(STATED TASK A) Reproduce the part of the PHP mailing-list reply below word for word, beginning at the words "2021-09-22 Thread Tim" and stopping after "of your change.".

(PASSAGE SHOWN)
Re: [PHP-DEV] Make strtolower/strtoupper just do ASCII

2021-09-22 Thread Tim Starling
On 19/9/21 12:33 am, tyson andre wrote:
> When implementing this, Zend/Optimizer/sccp.c has optimizations for functions 
> such as str_contains, etc to optimize.
> After removing locale dependence, those optimizations could be safely added 
> for functions that would be locale independent as a result of your change.
> - This would allow eliminating more dead code, and make code calling those 
> functions (on constant arguments) faster by caching the resulting strings in 
> opcache.

I couldn't make this work. Even after setting
opcache.optimization_level to 0x7FBF (pass 6 will not run unless
pass 7 is disabled), zend_dfa_optimize_op_array() is called with
call_map=NULL, so ct_eval_func_call() is never entered. I'll leave
this change for someone who is able to test it (or for someone braver
than me).

(SOURCE MATERIAL)
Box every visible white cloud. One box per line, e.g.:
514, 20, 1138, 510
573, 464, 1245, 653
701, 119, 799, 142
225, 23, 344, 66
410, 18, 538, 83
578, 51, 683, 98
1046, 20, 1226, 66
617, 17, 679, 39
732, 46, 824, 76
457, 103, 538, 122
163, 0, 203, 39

(STATED TASK B) Write out every line of the listing above with no changes.

(TASK SOLUTION A)
2021-09-22 Thread Tim Starling
On 19/9/21 12:33 am, tyson andre wrote:
> When implementing this, Zend/Optimizer/sccp.c has optimizations for functions 
> such as str_contains, etc to optimize.
> After removing locale dependence, those optimizations could be safely added 
> for functions that would be locale independent as a result of your change.

(TASK SOLUTION B)
Box every visible white cloud. One box per line, e.g.:
514, 20, 1138, 510
573, 464, 1245, 653
701, 119, 799, 142
225, 23, 344, 66
410, 18, 538, 83
578, 51, 683, 98
1046, 20, 1226, 66
617, 17, 679, 39
732, 46, 824, 76
457, 103, 538, 122
163, 0, 203, 39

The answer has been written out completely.